((

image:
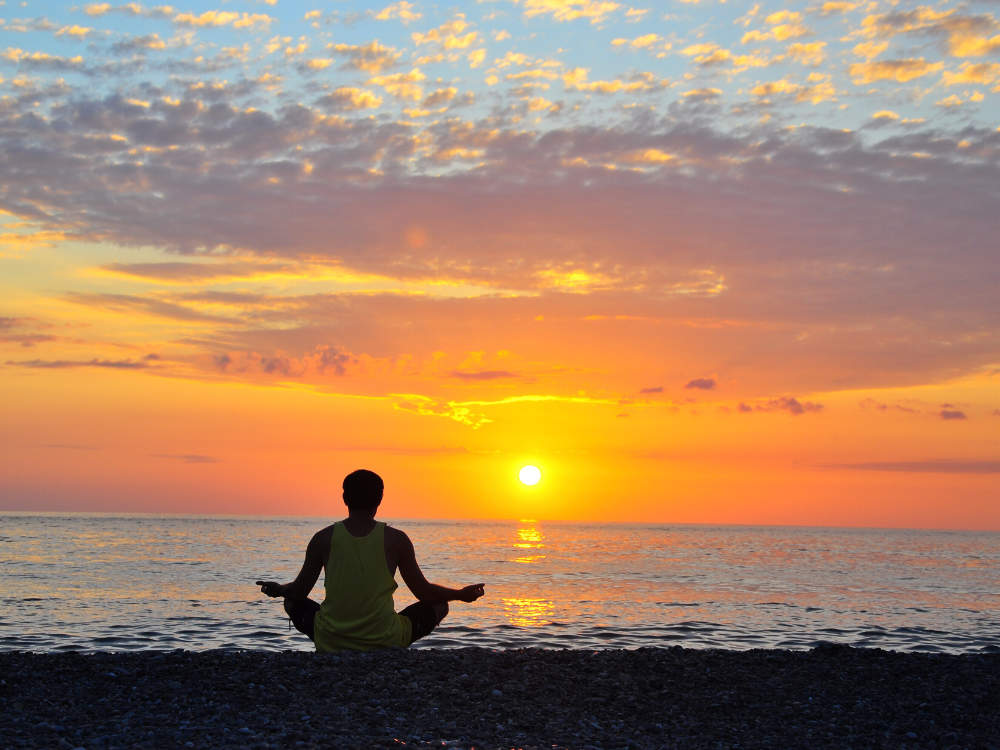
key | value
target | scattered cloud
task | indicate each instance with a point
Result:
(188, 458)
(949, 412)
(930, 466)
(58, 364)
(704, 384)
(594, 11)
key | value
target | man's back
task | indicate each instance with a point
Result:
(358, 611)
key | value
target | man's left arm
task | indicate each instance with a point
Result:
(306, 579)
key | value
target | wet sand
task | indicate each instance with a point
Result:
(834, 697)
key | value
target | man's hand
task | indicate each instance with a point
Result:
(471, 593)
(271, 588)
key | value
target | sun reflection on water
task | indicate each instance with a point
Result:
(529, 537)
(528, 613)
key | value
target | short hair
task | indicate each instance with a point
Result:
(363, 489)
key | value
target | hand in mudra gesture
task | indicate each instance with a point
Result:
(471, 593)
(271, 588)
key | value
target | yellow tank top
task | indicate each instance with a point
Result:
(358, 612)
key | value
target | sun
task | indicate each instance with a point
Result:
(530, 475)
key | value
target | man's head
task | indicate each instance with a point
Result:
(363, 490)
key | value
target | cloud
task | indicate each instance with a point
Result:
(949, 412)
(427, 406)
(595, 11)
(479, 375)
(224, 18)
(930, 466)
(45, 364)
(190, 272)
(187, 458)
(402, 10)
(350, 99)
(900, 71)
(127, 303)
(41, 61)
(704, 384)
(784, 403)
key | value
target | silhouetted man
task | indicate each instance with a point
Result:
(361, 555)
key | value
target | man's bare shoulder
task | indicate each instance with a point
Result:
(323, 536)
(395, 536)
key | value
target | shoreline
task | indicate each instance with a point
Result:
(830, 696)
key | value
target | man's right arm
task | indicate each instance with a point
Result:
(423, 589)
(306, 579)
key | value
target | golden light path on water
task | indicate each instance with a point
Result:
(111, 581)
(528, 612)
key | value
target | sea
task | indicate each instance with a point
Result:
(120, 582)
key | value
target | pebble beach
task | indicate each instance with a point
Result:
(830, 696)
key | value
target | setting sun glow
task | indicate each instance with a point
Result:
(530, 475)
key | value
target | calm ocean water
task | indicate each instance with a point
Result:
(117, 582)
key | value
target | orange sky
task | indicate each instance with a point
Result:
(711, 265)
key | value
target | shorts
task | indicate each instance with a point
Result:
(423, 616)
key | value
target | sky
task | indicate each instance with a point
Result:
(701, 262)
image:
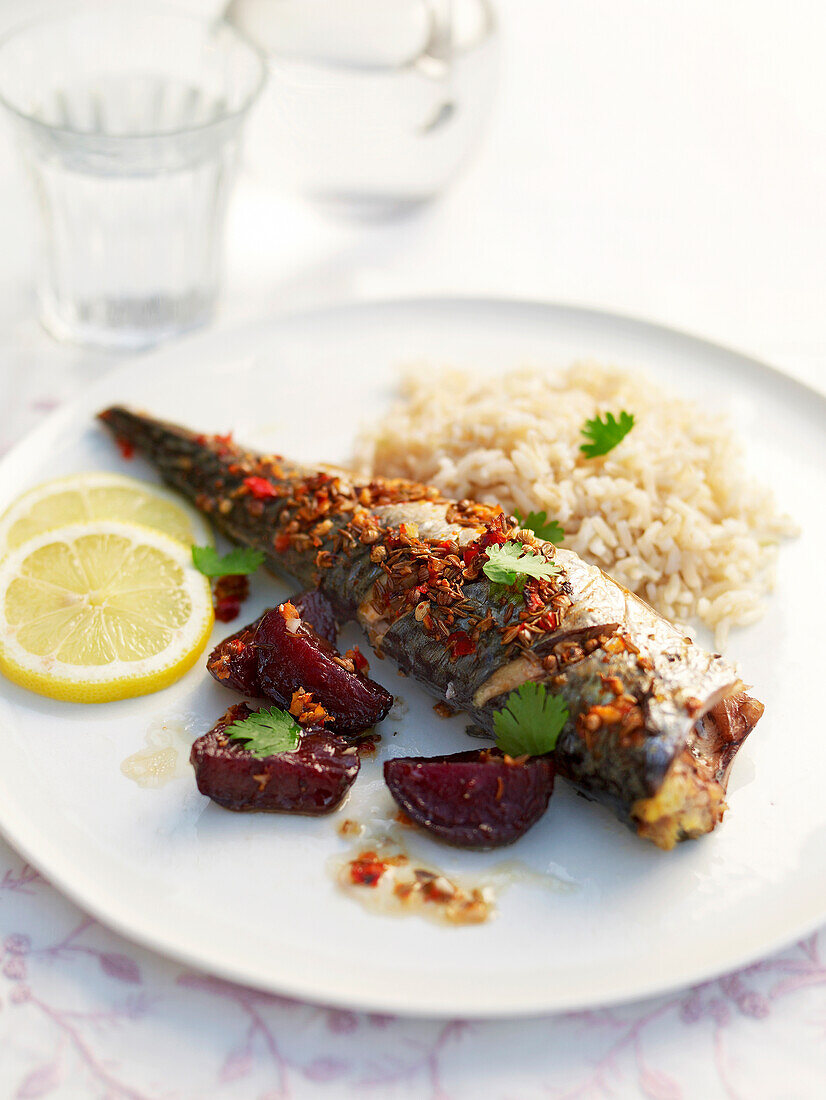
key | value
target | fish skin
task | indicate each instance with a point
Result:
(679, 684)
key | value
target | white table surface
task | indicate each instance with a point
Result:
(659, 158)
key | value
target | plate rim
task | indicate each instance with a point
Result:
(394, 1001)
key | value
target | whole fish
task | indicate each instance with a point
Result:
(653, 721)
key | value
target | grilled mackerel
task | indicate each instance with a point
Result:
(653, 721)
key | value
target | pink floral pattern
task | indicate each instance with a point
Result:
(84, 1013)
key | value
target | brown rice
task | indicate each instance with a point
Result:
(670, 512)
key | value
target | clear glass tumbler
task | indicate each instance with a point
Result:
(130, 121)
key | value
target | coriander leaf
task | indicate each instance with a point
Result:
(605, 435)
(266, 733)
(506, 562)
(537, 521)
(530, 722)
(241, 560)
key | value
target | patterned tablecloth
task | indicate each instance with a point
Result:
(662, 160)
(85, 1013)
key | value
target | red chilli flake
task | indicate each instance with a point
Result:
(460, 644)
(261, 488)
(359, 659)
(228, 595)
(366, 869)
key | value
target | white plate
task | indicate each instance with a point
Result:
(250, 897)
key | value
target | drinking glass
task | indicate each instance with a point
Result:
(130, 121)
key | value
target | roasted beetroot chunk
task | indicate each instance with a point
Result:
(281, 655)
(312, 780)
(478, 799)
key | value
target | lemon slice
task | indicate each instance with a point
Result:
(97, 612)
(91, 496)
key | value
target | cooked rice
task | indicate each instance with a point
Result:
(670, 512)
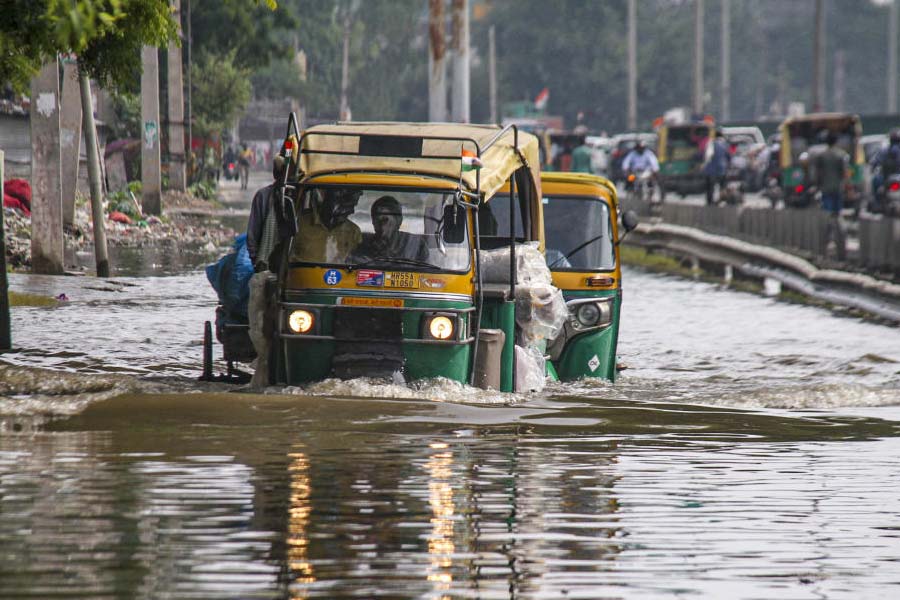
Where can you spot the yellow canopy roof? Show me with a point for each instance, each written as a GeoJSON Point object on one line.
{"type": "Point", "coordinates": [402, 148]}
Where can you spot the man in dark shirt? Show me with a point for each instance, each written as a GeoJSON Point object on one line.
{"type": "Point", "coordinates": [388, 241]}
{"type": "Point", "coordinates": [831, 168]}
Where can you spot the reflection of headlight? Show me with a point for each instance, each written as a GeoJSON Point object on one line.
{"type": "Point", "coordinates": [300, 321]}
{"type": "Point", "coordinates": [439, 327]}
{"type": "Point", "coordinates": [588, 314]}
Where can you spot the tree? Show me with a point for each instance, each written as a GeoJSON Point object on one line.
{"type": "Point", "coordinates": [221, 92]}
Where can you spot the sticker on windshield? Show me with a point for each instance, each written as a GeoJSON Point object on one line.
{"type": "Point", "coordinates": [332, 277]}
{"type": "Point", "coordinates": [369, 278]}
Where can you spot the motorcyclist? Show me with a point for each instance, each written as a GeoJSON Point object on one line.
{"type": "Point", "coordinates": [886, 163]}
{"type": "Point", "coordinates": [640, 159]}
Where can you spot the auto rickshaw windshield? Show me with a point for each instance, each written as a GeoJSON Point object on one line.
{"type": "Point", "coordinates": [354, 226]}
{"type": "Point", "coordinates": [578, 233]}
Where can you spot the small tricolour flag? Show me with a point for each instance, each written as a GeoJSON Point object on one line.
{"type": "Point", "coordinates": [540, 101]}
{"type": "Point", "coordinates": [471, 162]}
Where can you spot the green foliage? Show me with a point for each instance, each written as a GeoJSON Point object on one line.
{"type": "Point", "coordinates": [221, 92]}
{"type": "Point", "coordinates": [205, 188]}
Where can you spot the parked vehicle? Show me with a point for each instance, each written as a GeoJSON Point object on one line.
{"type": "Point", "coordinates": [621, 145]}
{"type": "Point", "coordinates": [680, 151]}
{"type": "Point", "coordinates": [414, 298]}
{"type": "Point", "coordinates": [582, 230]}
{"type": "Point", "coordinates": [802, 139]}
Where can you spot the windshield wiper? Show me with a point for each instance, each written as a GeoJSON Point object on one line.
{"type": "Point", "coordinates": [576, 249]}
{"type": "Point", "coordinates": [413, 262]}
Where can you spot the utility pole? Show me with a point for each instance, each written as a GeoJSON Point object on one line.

))

Determine how many lines in the listing hold the word "cloud". Give only that figure.

2